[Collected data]
——————

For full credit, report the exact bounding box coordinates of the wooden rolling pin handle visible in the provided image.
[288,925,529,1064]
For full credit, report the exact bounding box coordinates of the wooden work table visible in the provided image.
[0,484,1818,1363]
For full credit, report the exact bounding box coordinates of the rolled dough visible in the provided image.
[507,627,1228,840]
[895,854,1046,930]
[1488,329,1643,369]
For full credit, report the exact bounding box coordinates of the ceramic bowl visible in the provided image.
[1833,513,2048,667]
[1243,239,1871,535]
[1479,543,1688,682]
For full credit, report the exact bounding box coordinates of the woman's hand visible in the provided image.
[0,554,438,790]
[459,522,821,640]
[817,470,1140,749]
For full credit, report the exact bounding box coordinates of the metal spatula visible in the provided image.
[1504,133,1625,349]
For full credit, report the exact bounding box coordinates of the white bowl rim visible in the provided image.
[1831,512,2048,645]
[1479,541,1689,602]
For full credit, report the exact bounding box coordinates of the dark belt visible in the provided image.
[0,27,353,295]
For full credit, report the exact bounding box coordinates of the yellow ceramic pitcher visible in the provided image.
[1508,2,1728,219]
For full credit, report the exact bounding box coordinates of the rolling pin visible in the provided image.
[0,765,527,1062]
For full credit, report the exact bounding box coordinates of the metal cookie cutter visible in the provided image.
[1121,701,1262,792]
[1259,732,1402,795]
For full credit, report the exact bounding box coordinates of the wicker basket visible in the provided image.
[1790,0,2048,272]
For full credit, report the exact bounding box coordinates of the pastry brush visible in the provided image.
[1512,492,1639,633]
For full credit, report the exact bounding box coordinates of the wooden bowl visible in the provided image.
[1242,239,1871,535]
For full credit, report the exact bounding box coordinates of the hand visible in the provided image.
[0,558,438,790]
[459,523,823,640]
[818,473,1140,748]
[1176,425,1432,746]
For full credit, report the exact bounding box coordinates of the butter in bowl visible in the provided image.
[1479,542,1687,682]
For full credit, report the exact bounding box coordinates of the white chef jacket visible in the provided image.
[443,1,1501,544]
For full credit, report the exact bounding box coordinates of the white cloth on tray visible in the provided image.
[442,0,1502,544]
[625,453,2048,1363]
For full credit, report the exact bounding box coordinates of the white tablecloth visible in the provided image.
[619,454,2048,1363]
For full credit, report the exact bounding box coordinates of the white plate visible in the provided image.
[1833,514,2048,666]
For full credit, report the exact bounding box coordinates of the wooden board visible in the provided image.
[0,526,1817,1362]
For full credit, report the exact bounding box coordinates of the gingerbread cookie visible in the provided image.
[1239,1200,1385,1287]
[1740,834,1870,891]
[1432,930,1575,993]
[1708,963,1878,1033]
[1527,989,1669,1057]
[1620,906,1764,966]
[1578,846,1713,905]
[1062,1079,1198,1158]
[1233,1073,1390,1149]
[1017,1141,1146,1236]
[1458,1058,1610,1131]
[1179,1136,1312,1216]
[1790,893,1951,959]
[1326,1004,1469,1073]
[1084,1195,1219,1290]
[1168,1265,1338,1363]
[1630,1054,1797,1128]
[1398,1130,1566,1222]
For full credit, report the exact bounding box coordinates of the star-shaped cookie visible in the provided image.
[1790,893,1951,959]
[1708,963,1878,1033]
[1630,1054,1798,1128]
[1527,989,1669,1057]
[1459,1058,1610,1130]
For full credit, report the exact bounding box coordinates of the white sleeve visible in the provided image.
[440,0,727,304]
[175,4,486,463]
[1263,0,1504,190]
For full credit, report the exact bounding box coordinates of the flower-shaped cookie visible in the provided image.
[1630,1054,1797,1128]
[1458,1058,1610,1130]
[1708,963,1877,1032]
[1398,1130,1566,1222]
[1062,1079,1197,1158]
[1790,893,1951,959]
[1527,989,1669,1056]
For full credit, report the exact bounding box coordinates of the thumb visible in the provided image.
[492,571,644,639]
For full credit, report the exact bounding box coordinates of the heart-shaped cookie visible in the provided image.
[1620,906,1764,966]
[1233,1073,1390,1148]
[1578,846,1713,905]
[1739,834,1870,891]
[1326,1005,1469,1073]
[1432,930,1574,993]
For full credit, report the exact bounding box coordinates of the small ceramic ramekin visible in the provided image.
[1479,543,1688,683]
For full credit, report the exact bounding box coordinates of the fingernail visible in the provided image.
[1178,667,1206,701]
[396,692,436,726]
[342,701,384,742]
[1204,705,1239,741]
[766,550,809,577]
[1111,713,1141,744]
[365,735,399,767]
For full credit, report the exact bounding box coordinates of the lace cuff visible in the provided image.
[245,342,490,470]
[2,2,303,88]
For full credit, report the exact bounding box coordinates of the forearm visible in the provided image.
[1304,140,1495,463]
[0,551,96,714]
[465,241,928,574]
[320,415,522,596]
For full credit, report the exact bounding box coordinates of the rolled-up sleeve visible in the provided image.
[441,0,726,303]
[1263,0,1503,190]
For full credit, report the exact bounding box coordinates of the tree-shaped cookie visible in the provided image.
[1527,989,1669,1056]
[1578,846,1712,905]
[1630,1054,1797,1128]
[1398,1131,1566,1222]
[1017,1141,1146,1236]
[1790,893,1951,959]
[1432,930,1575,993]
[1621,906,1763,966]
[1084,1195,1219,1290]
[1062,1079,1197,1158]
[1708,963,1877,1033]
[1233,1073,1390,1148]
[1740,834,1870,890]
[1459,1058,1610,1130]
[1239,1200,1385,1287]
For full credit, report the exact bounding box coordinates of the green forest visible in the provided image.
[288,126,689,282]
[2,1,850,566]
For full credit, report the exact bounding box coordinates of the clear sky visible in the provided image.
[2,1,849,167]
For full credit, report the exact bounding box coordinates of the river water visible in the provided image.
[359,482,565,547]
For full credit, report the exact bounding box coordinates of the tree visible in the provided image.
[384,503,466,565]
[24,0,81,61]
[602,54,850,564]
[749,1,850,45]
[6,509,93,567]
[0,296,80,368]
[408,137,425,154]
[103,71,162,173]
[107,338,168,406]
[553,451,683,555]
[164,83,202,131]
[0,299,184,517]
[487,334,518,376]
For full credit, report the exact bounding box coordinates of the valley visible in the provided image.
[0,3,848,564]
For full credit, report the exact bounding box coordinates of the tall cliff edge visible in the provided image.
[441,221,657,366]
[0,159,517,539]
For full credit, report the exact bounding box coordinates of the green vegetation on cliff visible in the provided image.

——————

TASK DETAILS – Once you have read the records, repeat them all exactly.

SOLUTION TO THE EXERCISE –
For full credit, report the exact bounding box coordinates of the wooden rolling pin handle visible in the provided image.
[288,925,529,1064]
For full credit, report the exact bounding box coordinates of the wooden work table visible in the provided image.
[0,484,1818,1363]
For full credit, report the exact bounding box coordinates of the rolled dough visible in the provided image.
[507,627,1228,840]
[895,854,1046,930]
[1488,329,1643,369]
For full credit, report the exact bounding box coordinates of the ceramic bowl visible in the provided image.
[1833,513,2048,667]
[1243,239,1871,535]
[1479,543,1688,682]
For full credit, report the exact bounding box coordinates of the woman's hand visible in the provided image.
[0,554,438,790]
[459,522,821,640]
[817,470,1140,749]
For full credit, report the exact bounding box coordinates of the metal spatula visible in the provided image.
[1504,133,1625,349]
For full credit, report the exact bounding box coordinates of the white bowl rim visible in the provided image.
[1831,512,2048,645]
[1479,541,1689,602]
For full credit, report the exact bounding box coordinates of the dark belt visible in the provided image.
[0,27,353,295]
For full credit, report the exact bounding box coordinates of the yellow ceramic pitcher visible in the provided image.
[1508,2,1728,219]
For full credit, report the exact bounding box coordinates of the rolling pin visible in the provided image.
[0,765,527,1062]
For full credit, report the exact bounding box coordinates of the metal cookie cutter visible in the provided image.
[1121,701,1262,792]
[1259,732,1402,795]
For full credit, report the exact bounding box coordinates of the wicker basket visible in the provided image.
[1790,0,2048,272]
For full credit, report the exact bounding box coordinates of the pastry brush visible in the provided image.
[1512,492,1639,633]
For full credit, report the exact bounding box coordinates of the wooden bowl visible in the provided image.
[1242,239,1871,535]
For full credit, report the exact bounding box coordinates of the hand visible in the provided image.
[0,558,438,790]
[459,523,823,640]
[818,473,1140,748]
[1176,425,1432,746]
For full credit, report the exact bounding box coordinates of the butter in bowl visible in the provided image.
[1479,542,1687,682]
For full credit, report the exact bounding box coordinates of the white chef jacket visible in the provided image.
[443,1,1501,544]
For full credit, report the exact bounding box coordinates of the white cloth on tray visible in the provided image.
[442,0,1502,544]
[625,453,2048,1363]
For full credit, report the exact bounding box coordinates of the white tablecloth visible in the provided image.
[619,454,2048,1363]
For full credit, report the exact bounding box coordinates of the white plate visible in the provided image.
[1833,514,2048,666]
For full credit, report the exact bounding box coordinates of the wooden board visible in the provided image.
[0,526,1817,1362]
For full credit, report the exact bounding box coordinates of the gingerbread cookie visible in the provided image.
[1239,1200,1385,1287]
[1740,834,1870,891]
[1432,930,1575,993]
[1708,963,1878,1033]
[1527,989,1669,1057]
[1620,906,1764,966]
[1578,846,1713,905]
[1062,1079,1198,1158]
[1233,1073,1390,1149]
[1017,1141,1146,1236]
[1458,1058,1610,1131]
[1179,1136,1312,1216]
[1790,893,1951,959]
[1326,1004,1469,1073]
[1084,1195,1219,1290]
[1168,1265,1338,1363]
[1630,1054,1797,1128]
[1398,1130,1566,1222]
For full credit, report the exact bounding box coordinates of the star-shaped cookie visible in the provided image.
[1790,893,1951,959]
[1708,963,1878,1033]
[1630,1054,1798,1128]
[1527,989,1669,1057]
[1459,1058,1610,1130]
For full credit, report the exact bounding box coordinates of the white sleeve visible in the provided image.
[440,0,727,304]
[175,4,486,463]
[1263,0,1504,190]
For full credit, report the exact bounding box coordinates of the flower-shaped cookie visible in the provided image.
[1630,1054,1797,1128]
[1458,1058,1610,1130]
[1708,963,1877,1032]
[1398,1130,1566,1222]
[1062,1079,1197,1158]
[1790,893,1951,959]
[1527,989,1669,1056]
For full credit, report the exact bounding box coordinates of the thumb visible in the provided image.
[492,571,644,639]
For full credit, report the exact bounding box coordinates of the heart-shaped cookie visible in the provided image.
[1620,906,1764,966]
[1233,1073,1390,1148]
[1578,846,1713,905]
[1739,834,1870,891]
[1326,1005,1469,1073]
[1432,930,1574,993]
For full credit, report the exact bounding box coordinates of the small ceramic ramekin visible in the provided image.
[1479,543,1688,683]
For full credit, report the exact bounding box coordinates of the fingernail visible in the provided image.
[1178,667,1206,701]
[396,692,436,726]
[342,701,384,742]
[1204,705,1239,741]
[766,550,809,577]
[1111,713,1141,744]
[365,735,399,767]
For full credit, report the exact bounding box coordinates of the lace cuff visible in the provided image.
[245,342,490,470]
[2,2,303,88]
For full credit, report the exact bounding box coordinates of the forearm visible in the provided image.
[1304,140,1495,463]
[0,551,96,714]
[465,241,928,574]
[320,415,522,596]
For full credit, report the exact bounding box coordinates of the rolled-up sleeve visible in the provided image.
[441,0,726,303]
[1263,0,1503,190]
For full credit, report the exact bounding box coordinates of the tree-shaped cookie visible in the provided image.
[1527,989,1669,1056]
[1578,846,1712,905]
[1630,1054,1797,1128]
[1398,1131,1566,1222]
[1017,1141,1146,1236]
[1790,893,1951,959]
[1432,930,1575,993]
[1621,906,1763,966]
[1084,1195,1219,1290]
[1062,1079,1197,1158]
[1708,963,1877,1033]
[1233,1073,1390,1148]
[1740,834,1870,890]
[1459,1058,1610,1130]
[1239,1200,1385,1287]
For full credit, report the exact bounding box coordinates of the green forest visible in the provided image.
[288,126,689,282]
[2,1,850,566]
For full credit, report the exact bounding box coordinates of the clear sky visible in the provided image.
[2,1,849,167]
For full credit, report the exact bounding box coordinates of the river water visible in the provided image.
[359,482,565,547]
For full credit, report the exact bounding box coordinates of the tree visible in the provided image.
[384,503,466,565]
[24,0,81,61]
[602,54,850,564]
[749,1,850,45]
[6,509,93,567]
[0,296,80,368]
[408,137,425,154]
[103,71,162,173]
[107,338,168,406]
[553,451,683,555]
[164,83,202,131]
[0,299,184,517]
[487,334,518,376]
For full credit, report the exact bounding box coordinates of the valley visible in the provided image.
[0,3,848,564]
For full credit, report the exact bounding box coordinates of the tall cliff edge visible in the provided image.
[441,221,657,366]
[0,159,517,539]
For full credit, report the exact bounding box coordinates of the green vegetation on cliff visible in the provided image.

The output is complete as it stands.